• _Written exercise_
Retype the tail of the data exactly, starting at the line containing "Where can the striped" and stopping at the last line.

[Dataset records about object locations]
══════════════════════════════

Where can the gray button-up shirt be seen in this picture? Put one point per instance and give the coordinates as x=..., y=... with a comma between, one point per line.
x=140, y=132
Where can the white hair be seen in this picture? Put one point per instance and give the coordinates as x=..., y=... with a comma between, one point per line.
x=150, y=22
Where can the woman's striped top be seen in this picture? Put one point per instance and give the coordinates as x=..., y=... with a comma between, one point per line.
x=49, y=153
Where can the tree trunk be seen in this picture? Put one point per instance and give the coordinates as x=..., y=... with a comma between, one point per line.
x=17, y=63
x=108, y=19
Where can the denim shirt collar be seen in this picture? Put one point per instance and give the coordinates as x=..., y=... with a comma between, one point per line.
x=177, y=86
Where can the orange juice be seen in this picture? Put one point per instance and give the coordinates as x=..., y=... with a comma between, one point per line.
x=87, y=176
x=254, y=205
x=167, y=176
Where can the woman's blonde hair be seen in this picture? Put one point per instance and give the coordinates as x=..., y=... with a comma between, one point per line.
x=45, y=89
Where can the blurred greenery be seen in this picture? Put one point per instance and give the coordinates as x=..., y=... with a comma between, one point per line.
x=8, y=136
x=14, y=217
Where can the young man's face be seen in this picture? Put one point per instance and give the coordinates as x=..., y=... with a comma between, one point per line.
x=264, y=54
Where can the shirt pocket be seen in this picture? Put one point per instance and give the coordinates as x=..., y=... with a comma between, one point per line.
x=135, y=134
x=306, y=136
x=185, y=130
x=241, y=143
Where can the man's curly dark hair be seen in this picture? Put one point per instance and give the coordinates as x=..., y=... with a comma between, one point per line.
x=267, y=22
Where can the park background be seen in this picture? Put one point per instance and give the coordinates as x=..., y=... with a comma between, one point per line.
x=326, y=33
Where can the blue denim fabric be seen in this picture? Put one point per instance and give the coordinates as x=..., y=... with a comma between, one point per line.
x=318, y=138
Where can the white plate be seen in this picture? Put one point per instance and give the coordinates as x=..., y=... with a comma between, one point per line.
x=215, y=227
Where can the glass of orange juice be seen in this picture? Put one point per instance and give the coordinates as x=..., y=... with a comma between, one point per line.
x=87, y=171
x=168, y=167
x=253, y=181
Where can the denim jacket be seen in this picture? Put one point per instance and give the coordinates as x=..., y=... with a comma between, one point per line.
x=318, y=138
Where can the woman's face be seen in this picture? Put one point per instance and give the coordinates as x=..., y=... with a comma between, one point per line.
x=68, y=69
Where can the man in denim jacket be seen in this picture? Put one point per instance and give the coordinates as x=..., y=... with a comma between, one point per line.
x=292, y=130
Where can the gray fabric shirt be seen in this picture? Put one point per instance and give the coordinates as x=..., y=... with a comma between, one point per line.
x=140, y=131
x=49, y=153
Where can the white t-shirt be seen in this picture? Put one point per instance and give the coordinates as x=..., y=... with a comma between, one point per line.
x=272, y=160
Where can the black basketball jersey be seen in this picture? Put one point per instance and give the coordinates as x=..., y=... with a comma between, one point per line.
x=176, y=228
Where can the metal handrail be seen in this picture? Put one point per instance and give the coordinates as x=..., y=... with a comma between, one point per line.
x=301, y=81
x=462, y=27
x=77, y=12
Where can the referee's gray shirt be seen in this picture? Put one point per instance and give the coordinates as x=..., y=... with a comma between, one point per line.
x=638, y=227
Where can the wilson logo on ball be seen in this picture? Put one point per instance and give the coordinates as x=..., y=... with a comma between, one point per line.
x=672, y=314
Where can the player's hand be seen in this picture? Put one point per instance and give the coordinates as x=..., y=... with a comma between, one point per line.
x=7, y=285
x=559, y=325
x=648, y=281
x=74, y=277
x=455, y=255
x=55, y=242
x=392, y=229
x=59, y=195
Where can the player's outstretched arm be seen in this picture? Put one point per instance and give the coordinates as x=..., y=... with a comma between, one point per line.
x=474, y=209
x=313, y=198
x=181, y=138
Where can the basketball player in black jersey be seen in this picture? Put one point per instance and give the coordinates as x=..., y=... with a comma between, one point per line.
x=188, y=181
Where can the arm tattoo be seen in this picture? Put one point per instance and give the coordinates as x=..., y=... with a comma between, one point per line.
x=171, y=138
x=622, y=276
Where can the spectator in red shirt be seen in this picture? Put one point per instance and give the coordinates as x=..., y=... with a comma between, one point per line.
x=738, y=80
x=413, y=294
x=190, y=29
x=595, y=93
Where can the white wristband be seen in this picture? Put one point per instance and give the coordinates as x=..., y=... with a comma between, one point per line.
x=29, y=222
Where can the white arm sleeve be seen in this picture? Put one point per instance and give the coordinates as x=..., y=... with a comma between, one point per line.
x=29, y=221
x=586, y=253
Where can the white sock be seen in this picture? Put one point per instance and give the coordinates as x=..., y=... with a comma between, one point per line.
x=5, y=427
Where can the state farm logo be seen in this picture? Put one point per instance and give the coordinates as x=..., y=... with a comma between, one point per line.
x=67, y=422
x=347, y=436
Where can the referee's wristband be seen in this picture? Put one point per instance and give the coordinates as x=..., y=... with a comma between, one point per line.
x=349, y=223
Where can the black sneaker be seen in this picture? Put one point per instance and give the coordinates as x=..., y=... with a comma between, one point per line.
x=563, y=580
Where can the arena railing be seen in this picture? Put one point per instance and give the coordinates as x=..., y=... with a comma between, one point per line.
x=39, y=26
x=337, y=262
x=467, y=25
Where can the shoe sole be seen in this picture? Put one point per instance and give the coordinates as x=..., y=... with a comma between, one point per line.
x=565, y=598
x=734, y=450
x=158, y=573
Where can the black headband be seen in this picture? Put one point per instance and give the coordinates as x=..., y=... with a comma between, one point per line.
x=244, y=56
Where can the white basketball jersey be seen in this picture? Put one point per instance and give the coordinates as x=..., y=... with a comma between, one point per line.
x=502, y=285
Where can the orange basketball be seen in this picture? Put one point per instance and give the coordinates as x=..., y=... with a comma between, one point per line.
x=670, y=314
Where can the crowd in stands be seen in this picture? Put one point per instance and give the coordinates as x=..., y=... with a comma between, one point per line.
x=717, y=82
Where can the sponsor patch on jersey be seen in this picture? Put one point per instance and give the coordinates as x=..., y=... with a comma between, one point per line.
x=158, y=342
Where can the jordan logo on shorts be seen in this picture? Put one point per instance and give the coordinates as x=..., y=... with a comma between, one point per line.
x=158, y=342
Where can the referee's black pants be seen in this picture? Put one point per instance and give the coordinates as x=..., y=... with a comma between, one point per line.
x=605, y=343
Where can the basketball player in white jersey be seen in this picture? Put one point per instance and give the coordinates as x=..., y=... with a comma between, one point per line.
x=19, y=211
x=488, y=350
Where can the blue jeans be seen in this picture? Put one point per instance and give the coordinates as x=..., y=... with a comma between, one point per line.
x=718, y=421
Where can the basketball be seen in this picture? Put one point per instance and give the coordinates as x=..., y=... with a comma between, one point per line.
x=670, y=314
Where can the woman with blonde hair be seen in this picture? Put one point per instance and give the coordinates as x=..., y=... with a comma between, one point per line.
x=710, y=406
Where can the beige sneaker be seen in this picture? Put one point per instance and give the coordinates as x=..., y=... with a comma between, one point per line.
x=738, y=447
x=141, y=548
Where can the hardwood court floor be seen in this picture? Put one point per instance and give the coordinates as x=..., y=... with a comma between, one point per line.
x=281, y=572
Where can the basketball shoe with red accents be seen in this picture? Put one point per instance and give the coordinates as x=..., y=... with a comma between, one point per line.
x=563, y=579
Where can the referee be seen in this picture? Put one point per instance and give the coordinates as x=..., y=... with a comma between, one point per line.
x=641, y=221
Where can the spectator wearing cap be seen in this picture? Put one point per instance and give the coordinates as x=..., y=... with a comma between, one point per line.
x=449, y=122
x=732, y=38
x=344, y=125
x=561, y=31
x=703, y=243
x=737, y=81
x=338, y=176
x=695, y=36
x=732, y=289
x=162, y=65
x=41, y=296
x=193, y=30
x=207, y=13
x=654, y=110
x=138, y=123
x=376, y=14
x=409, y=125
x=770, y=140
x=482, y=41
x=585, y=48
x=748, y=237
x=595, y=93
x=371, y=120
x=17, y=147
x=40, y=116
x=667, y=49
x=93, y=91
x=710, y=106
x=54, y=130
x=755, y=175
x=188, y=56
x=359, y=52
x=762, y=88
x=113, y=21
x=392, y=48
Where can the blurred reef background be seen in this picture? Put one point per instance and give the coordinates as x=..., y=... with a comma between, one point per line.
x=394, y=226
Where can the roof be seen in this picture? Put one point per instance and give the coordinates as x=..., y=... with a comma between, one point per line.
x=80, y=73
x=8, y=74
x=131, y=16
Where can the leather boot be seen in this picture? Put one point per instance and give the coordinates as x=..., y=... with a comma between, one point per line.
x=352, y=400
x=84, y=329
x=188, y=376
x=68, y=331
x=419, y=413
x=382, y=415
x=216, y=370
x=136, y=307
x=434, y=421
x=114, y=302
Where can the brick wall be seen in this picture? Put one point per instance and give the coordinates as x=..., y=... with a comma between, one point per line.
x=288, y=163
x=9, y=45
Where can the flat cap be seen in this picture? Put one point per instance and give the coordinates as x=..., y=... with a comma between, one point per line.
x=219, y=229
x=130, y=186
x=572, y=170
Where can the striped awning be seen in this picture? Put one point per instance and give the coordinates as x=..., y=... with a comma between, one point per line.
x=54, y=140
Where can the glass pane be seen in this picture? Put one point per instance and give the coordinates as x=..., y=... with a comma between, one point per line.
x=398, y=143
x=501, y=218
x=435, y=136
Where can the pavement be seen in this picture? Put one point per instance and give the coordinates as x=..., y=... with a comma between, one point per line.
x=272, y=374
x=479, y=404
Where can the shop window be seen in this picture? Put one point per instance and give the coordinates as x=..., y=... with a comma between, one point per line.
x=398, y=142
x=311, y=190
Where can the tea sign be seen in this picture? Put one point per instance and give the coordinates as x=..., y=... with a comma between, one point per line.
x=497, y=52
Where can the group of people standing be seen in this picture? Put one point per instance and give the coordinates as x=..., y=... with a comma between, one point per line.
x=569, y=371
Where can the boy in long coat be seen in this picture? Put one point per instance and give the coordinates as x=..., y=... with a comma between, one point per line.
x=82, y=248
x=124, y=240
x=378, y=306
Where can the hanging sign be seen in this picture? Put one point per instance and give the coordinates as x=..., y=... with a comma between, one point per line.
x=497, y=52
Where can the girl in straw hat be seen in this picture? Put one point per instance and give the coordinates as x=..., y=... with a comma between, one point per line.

══════════════════════════════

• _Output of the exercise_
Where can the striped awning be seen in this picture? Put one point per instance and give the coordinates as x=..., y=... with a comma between, one point per line.
x=54, y=140
Where can the glass pane be seen in this picture? Put one point per instance and give the coordinates as x=..., y=... with a comma between, one point per line.
x=398, y=143
x=501, y=218
x=435, y=136
Where can the pavement be seen in this picture? Put one point per instance and give the coordinates as x=..., y=... with a comma between, one point per line.
x=272, y=374
x=479, y=404
Where can the shop window be seen in this picture? Put one point per instance and give the coordinates as x=..., y=... with a comma between, one point per line.
x=398, y=142
x=311, y=190
Where can the tea sign be seen in this picture? Put one point per instance and give the coordinates as x=..., y=... with a comma between, one point per line.
x=497, y=52
Where can the group of people standing be seen in this picture? Put one point per instance and give the coordinates as x=..., y=... with a comma between, one point per line.
x=569, y=371
Where can the boy in long coat be seen in this picture? Put one point per instance and give the coordinates as x=..., y=... with a comma between, one point per line.
x=82, y=248
x=124, y=240
x=378, y=306
Where can the hanging sign be seen in this picture? Put one point per instance and give the coordinates as x=..., y=... with a comma between, one point per line.
x=497, y=52
Where can the girl in straw hat be seen in this picture? Put one point per instance and give the coordinates as x=..., y=... with a comma between, one point per line.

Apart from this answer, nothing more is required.